Another cold day on tap for Tue...yet it will be warmer than Monday
was. Skies will clear out...but with temps beginning the day so
cold and a reinforcing cP high building in...maxes will be held
abt 10 degrees below normal.
.SHORT TERM /TUESDAY NIGHT THROUGH THURSDAY/...
As of 200 PM EST Monday: The short term begins at 00z Wednesday with
NW flow aloft in the wake of the exiting wave, and weak ridging
beginning to build in from the west. Surface high pressure over the
northern Gulf Coast will work its way east, but troughing will
remain in the Piedmont and adjacent foothills, resulting in another
very cold night Tuesday night and chilly day on Wednesday. A
shortwave embedded in the flow will pass to our north Wednesday
night and Thursday, but should remain mostly dry, though cannot
rule out some isolated sprinkles or flurries especially the upslope
areas of the SW mountains. As the shortwave passes, weak ridging
will begin to build in ahead of a trough deepening down the Plains.
Southwest flow aloft will begin bringing a little more WAA into the
area toward the end of the short term, but with warm frontal precip
ahead this way of the deepening surface low over the Red River (of
the south) Valley.
.LONG TERM /THURSDAY NIGHT THROUGH MONDAY/...
As of 215 PM EST Monday: As we move into the extended, precip will
be overspreading the area from the west as the upper low cuts off
and digs in to the Lower MS Valley. Significant gulf moisture will
lift into the Deep South as the surface low occludes and the cold
front starts pushing east. Meanwhile, high pressure will move off
the Atlantic to our north, and as the precipitation starts falling
into the low-level dry layer, insitu damming will develop. Luckily
the incoming moisture will keep overnight lows Thursday night a
little warmer, because with a substantial warm nose in the low-level
WAA, if surface temperatures drop below freezing, could see some
freezing rain at onset. For now, since the warm nose is less
substantial further north, have kept ptype as a rain/snow mix, but
will need to continue reevaluating. Anything that falls will be
brief as temperatures warm during the day on Friday, though as a
note there is definite bust potential with highs depending on the
strength of the high. The insitu damming does look like it will keep
us pretty stable, and although the system is highly dynamic with an
impressive LLJ and deep-layer shear, instability is minimal to
nonexistent. Have continued trend of no thunder in the grids for
now. Other concern is the QPF, and we could see some storm total
amounts upwards of 3-4" Friday through Saturday, maximized (of
course) along the escarpment and especially the upslope areas of the
SW mountains. Still some disagreement in the track of the upper low
as it passes near (overhead or just to our north), but we should get
some flavor of NW flow snow across the mountains on the back edge,
some accumulation would be possible. Good thing though is that
temperatures trend closer to normal through the weekend.

**Dataset entries**
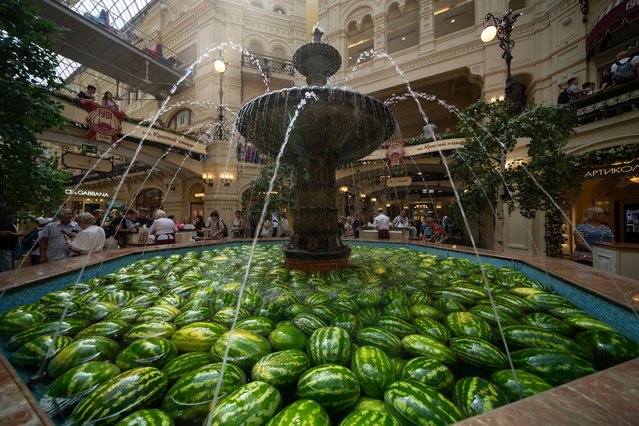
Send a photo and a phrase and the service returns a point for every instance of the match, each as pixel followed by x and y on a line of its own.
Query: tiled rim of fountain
pixel 606 397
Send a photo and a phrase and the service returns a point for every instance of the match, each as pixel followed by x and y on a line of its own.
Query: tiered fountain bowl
pixel 333 126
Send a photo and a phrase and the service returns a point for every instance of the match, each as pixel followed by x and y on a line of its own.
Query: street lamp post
pixel 220 67
pixel 502 27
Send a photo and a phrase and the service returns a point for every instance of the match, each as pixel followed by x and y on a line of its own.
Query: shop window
pixel 149 198
pixel 181 119
pixel 359 40
pixel 453 15
pixel 402 28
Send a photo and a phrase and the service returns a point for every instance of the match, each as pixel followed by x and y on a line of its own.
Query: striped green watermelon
pixel 67 327
pixel 189 400
pixel 555 367
pixel 253 404
pixel 521 384
pixel 82 378
pixel 335 387
pixel 183 364
pixel 281 368
pixel 150 329
pixel 373 370
pixel 479 353
pixel 40 349
pixel 303 412
pixel 433 328
pixel 257 325
pixel 474 396
pixel 120 396
pixel 608 348
pixel 148 417
pixel 414 403
pixel 287 336
pixel 546 322
pixel 151 352
pixel 467 324
pixel 329 345
pixel 376 336
pixel 369 417
pixel 420 345
pixel 430 372
pixel 197 336
pixel 244 348
pixel 94 348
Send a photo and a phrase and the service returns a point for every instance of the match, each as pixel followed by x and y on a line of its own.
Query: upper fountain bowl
pixel 335 122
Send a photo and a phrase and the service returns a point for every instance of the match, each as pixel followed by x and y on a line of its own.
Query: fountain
pixel 339 127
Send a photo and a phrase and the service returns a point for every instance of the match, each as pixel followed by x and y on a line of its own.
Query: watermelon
pixel 521 384
pixel 253 404
pixel 148 417
pixel 376 336
pixel 189 400
pixel 369 417
pixel 183 364
pixel 414 403
pixel 420 345
pixel 430 372
pixel 329 345
pixel 479 353
pixel 287 336
pixel 334 387
pixel 197 336
pixel 40 349
pixel 95 348
pixel 555 367
pixel 474 395
pixel 244 348
pixel 373 370
pixel 281 368
pixel 120 396
pixel 303 412
pixel 81 379
pixel 151 352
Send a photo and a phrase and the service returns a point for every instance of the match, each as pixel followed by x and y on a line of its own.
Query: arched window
pixel 181 119
pixel 149 198
pixel 359 40
pixel 402 28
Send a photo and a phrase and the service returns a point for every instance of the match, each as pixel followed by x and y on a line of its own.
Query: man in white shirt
pixel 382 224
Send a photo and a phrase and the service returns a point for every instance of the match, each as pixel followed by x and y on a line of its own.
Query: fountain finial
pixel 317 34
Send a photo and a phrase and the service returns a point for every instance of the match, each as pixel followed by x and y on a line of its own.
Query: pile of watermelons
pixel 400 337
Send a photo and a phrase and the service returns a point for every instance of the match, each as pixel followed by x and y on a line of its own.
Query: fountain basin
pixel 604 310
pixel 335 122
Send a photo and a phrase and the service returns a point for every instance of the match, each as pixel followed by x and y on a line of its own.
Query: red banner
pixel 104 123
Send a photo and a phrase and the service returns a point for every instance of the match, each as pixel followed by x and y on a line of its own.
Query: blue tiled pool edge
pixel 621 318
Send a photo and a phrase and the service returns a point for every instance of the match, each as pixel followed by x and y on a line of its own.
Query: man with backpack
pixel 625 68
pixel 31 241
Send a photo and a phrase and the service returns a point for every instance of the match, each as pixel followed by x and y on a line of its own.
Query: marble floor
pixel 609 397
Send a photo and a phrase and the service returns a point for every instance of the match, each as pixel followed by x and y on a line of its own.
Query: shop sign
pixel 84 162
pixel 612 171
pixel 400 181
pixel 85 193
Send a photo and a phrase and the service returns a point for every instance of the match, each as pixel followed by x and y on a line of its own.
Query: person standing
pixel 8 239
pixel 91 238
pixel 382 224
pixel 53 245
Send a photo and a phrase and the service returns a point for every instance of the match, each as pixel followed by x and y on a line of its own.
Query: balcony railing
pixel 609 103
pixel 268 64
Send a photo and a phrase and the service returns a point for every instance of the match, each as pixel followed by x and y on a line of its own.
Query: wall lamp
pixel 208 178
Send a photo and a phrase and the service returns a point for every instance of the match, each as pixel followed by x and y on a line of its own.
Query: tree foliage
pixel 34 184
pixel 541 182
pixel 283 193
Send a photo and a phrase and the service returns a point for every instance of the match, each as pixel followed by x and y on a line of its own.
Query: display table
pixel 617 258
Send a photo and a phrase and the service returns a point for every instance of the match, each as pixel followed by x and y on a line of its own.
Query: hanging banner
pixel 104 124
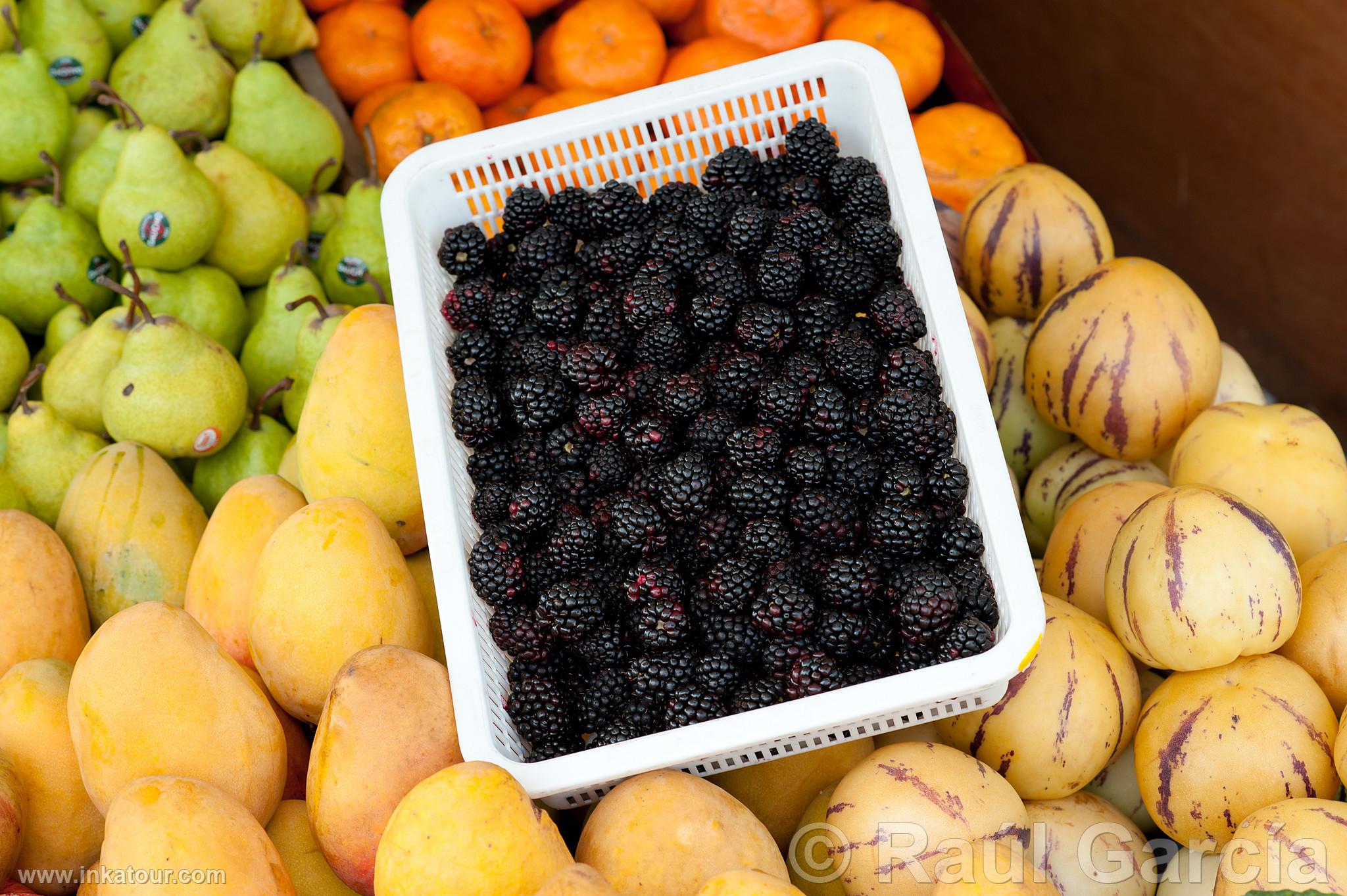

**WHAT IS ASKED**
(a) In the weather forecast text, why has thunder been kept out of the grids?
(b) Pick out every line of the records that contains the word "window". Case counts.
The text and the records were taken from unrelated sources.

**SOLUTIONS BELOW**
(a) The insitu damming looks likely to keep conditions fairly stable. Although the system is highly dynamic, with an impressive LLJ and deep-layer shear, instability is minimal to nonexistent.

(b)
Query: shop window
Query: arched window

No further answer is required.